- [Excerto do documento]
━━━━

O meu avô foi patinador. Pertencia a uma equipa de hóquei de Lisboa (mais uma desculpa para não estar em casa). Era guarda-redes (lugar de risco). Diz que uma vez levou uma bolada no meio dos olhos que quase o fez voar. Já em adulto deixou a minha avó em apuros, quando se pôs a patinar com a minha mãe ao colo, que estava com as pernas engessadas.
O meu avô era fadista. Nas suas investidas nocturnas passava pelas tascas dos bairros de Lisboa onde cantava o fado em troca de um copo de vinho.
O meu avô foi actor amador. Um dia emprestou uns sapatos à actriz Laura Alves para representar numa peça.
O meu avô era fumador. Fumador desde os 12 ou 13 anos (não sei ao certo). Começou por fumar mata ratos, que eram os cigarros mais baratos da altura. Divertia-se a passear pela avenida da Liberdade, rua acima, rua abaixo na sua exibição de grande homem para as miúdas que por ali passavam. Quando não era a exibir-se, divertia-se com os amigos a mandar o fumo dos cigarros para cima de lenços brancos que ficavam com enormes manchas amarelas (tal era o nível de nicotina dos cigarros).

━━━━

- [Linhas extraídas]

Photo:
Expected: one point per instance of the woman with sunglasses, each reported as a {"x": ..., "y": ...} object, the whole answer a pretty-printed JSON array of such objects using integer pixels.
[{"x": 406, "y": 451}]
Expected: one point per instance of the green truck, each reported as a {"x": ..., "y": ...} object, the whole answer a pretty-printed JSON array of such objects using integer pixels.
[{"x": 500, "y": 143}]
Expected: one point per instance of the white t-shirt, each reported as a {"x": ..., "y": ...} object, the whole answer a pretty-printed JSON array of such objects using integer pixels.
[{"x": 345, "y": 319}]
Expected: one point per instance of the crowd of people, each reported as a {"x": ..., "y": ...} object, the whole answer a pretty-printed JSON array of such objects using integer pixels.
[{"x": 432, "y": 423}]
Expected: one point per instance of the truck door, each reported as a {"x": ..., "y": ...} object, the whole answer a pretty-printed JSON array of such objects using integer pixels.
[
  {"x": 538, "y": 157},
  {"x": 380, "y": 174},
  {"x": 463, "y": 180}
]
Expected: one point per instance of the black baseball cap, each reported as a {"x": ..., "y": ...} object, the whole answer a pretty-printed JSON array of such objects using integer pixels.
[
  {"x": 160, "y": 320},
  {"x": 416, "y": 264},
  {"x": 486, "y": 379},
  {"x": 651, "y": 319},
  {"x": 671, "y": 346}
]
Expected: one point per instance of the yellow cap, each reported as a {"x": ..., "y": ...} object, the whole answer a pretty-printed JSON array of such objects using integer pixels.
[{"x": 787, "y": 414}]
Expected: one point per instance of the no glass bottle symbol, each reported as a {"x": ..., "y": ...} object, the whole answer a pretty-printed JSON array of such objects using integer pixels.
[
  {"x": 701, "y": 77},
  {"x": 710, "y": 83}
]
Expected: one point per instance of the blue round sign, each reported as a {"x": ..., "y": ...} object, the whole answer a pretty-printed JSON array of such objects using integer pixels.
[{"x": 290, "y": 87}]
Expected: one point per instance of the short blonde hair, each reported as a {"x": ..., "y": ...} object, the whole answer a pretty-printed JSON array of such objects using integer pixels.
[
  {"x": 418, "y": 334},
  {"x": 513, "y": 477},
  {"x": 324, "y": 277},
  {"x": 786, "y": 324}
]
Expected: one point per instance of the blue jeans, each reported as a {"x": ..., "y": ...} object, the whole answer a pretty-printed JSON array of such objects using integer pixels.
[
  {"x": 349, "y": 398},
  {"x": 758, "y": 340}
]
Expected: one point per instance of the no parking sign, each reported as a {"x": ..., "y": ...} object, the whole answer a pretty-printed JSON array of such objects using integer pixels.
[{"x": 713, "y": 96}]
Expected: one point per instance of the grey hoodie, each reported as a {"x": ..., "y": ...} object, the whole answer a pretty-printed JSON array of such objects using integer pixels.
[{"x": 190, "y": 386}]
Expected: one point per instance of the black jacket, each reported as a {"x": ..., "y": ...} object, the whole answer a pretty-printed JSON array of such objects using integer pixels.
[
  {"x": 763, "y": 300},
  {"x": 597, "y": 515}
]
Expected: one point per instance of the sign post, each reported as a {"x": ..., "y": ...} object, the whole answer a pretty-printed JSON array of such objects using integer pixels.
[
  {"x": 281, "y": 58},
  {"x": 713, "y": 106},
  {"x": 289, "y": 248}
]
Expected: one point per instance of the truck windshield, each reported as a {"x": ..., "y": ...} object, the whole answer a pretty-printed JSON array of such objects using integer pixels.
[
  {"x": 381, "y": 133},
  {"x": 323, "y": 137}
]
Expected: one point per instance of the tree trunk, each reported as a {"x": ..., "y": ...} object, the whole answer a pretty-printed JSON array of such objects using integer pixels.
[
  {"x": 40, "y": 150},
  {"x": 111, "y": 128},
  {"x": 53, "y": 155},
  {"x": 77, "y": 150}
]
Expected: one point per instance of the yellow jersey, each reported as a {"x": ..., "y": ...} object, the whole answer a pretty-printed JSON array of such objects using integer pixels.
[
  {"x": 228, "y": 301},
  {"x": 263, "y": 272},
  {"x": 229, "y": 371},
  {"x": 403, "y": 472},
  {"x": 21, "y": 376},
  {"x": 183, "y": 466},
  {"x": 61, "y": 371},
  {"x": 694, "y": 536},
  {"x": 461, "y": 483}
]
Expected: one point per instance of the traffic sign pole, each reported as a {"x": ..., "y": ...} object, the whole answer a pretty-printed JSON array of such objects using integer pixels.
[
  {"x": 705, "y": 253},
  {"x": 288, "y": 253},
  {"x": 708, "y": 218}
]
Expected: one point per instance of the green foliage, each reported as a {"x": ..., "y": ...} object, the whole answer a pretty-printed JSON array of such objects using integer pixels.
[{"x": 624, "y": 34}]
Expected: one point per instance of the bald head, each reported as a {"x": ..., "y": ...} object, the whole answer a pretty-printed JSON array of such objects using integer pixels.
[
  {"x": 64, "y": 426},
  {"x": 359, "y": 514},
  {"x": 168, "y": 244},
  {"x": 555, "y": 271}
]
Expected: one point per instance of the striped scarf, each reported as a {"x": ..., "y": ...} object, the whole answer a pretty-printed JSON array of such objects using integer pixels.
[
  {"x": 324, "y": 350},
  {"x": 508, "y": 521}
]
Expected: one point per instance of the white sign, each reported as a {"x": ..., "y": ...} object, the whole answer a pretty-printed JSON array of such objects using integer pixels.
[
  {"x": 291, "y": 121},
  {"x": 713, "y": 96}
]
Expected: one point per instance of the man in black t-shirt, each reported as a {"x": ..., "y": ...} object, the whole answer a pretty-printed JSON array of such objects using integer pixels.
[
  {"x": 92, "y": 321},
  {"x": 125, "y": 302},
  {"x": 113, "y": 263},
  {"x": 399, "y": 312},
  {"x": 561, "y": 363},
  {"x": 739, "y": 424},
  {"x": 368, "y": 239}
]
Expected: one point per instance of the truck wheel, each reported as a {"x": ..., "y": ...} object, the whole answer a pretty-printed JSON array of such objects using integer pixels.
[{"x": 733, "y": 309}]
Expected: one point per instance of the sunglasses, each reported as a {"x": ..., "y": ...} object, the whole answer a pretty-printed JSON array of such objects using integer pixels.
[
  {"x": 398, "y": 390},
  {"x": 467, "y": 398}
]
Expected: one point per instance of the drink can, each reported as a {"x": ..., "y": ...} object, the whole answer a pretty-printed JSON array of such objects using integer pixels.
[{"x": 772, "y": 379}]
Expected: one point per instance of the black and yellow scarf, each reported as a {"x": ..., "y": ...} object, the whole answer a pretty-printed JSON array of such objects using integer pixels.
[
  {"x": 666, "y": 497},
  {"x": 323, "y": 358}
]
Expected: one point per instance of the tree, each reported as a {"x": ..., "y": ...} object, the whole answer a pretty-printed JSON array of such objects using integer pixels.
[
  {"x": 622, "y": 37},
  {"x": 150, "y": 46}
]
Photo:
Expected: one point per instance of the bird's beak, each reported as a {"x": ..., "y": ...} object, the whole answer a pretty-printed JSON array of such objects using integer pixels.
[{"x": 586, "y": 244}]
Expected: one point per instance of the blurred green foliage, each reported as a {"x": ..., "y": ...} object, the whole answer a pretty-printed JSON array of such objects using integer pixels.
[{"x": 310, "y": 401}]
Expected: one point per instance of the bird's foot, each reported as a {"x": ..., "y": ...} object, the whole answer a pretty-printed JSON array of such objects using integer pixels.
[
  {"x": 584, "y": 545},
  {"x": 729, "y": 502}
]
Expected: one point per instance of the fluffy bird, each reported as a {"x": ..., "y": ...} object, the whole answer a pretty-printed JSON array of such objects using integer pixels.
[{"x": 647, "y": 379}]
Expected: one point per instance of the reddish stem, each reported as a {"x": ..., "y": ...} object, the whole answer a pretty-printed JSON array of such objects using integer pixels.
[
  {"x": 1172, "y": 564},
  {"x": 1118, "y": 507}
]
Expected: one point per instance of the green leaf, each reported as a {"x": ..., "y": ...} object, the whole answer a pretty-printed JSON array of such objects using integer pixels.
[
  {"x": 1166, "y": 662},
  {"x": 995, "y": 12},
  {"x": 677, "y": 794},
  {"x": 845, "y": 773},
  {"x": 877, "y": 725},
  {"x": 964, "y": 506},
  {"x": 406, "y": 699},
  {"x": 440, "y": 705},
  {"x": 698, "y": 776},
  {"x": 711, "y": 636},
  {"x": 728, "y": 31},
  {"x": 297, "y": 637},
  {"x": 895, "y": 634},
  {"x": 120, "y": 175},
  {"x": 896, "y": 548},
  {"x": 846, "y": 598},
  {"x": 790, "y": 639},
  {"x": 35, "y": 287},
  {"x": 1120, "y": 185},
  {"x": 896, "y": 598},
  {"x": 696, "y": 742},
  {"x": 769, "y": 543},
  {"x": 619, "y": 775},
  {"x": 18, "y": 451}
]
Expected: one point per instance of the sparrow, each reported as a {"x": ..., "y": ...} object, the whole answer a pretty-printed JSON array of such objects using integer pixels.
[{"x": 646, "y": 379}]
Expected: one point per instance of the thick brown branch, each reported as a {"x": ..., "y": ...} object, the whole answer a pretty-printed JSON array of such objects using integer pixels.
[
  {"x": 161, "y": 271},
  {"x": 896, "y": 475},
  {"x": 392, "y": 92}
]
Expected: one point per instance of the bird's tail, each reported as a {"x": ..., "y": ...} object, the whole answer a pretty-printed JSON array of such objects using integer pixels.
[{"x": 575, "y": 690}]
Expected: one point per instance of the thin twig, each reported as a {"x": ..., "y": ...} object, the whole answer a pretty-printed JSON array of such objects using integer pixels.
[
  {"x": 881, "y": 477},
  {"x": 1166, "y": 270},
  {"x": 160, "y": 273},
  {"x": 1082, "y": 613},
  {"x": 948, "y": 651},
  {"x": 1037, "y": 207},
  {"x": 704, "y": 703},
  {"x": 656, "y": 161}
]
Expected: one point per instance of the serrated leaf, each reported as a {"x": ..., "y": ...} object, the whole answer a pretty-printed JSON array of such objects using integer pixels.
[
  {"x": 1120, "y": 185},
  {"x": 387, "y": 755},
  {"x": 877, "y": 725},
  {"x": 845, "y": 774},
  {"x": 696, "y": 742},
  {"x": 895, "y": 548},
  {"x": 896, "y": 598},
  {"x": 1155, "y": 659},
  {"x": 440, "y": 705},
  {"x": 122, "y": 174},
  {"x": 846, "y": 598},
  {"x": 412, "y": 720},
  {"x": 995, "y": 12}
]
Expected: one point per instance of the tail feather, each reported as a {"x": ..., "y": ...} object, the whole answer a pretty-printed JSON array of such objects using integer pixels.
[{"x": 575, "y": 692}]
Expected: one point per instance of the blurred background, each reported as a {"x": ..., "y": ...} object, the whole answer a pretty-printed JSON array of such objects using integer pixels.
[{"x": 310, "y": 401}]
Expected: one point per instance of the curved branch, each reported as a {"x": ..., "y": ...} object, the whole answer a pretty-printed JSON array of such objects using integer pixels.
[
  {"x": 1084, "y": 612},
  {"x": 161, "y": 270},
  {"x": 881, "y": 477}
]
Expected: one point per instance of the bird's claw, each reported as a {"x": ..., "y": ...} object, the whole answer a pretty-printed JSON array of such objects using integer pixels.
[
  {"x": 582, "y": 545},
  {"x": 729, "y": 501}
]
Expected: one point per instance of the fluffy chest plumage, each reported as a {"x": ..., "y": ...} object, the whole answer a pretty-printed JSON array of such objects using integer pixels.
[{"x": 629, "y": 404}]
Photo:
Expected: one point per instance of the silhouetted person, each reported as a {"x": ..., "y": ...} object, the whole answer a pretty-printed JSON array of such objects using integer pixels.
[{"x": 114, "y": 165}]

━━━━

- [Enunciado] Pode reproduzir, sem qualquer alteração, a passagem do texto sobre o avô que começa em "O meu avô foi actor" e vai até "nicotina dos cigarros)."?

- [Resposta à tarefa]
O meu avô foi actor amador. Um dia emprestou uns sapatos à actriz Laura Alves para representar numa peça.
O meu avô era fumador. Fumador desde os 12 ou 13 anos (não sei ao certo). Começou por fumar mata ratos, que eram os cigarros mais baratos da altura. Divertia-se a passear pela avenida da Liberdade, rua acima, rua abaixo na sua exibição de grande homem para as miúdas que por ali passavam. Quando não era a exibir-se, divertia-se com os amigos a mandar o fumo dos cigarros para cima de lenços brancos que ficavam com enormes manchas amarelas (tal era o nível de nicotina dos cigarros).